==== READING PASSAGE

# the church by greenhouse seeds



## astrobud (May 18, 2009)

ok so i had to cut it about a week early, was running out of room with everything getting so big but here is what i got. of course i was cutting small buds a couple of weeks ago(got to do what you have to do)so i diddnt get as much as i had hoped i still will end up with about 2 ozs smokeable. this strain is a big producer with room to grow and the smoke is very,very good. its as good if not better than what i would pay 100$ a 1/4 oz for here. great smell, great taste. being fem seeds (i have 4 left) next time i will just grow 2 , veg em till 12 inchs, then ill have room. i would say try this strain, easy to grow
View attachment 114384


----------



## maximummax (Jan 2, 2010)

I also like "the church". My buddy and I have grown it 3 or 4 crops apiece. Our yields were good and odor, stickiness, and flavor are all good. The buds themselves don't get real huge but the plant puts out alot of them! Other than the colas the buds look like golf balls all over the place and lots of them! I felt the church is easy to grow and would recommend it to someone to give a try.

========
==== INFORMATION SUPPLIED

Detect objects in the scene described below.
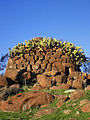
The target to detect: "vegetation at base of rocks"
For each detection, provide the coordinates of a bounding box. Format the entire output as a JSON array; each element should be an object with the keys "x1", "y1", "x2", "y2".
[
  {"x1": 0, "y1": 89, "x2": 90, "y2": 120},
  {"x1": 0, "y1": 54, "x2": 8, "y2": 71},
  {"x1": 9, "y1": 37, "x2": 87, "y2": 66}
]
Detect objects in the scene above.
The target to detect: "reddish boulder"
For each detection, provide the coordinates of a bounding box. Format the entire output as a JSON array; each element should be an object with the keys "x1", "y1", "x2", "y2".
[
  {"x1": 70, "y1": 90, "x2": 85, "y2": 100},
  {"x1": 35, "y1": 108, "x2": 55, "y2": 117},
  {"x1": 4, "y1": 69, "x2": 18, "y2": 82},
  {"x1": 0, "y1": 91, "x2": 54, "y2": 112},
  {"x1": 85, "y1": 85, "x2": 90, "y2": 90},
  {"x1": 50, "y1": 83, "x2": 70, "y2": 90},
  {"x1": 0, "y1": 75, "x2": 8, "y2": 87},
  {"x1": 30, "y1": 84, "x2": 46, "y2": 90},
  {"x1": 37, "y1": 74, "x2": 52, "y2": 87},
  {"x1": 54, "y1": 74, "x2": 66, "y2": 83}
]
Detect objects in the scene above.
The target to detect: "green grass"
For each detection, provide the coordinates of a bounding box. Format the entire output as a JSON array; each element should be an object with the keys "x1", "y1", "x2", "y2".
[{"x1": 0, "y1": 89, "x2": 90, "y2": 120}]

========

--- SET OF TASKS ---
A - Using the forum thread about the church strain, list the qualities that the January 2, 2010 post says are all good.
B - Write the next few sentences of the forum thread about the church strain, picking up after its final sentence.

--- THE RESULTS ---
A - Odor, stickiness, and flavor.

B -
Looks like you have been please with yours. Good to hear it. I have seeds left also and plan to grow it again in the future when my stash gets thin and hopefully my improved skills will make it even better!:hubba: 

Good luck
Max


----------



## the chef (Jan 2, 2010)

Got a single seed of the church. Gonna have to pop her soon thanks fer the info.


----------



## Locked (Jan 2, 2010)

Yeah good to know....maybe i can get a chance to grow this strain out sometime in 2025....I am kinda backed up with beans right now...


----------



## JustAnotherAntMarching (Jan 2, 2010)

Im sitting on a couple of those beans myself and i have read nothing bad about the strain at all...  Maybe its time to add them to the mix...?????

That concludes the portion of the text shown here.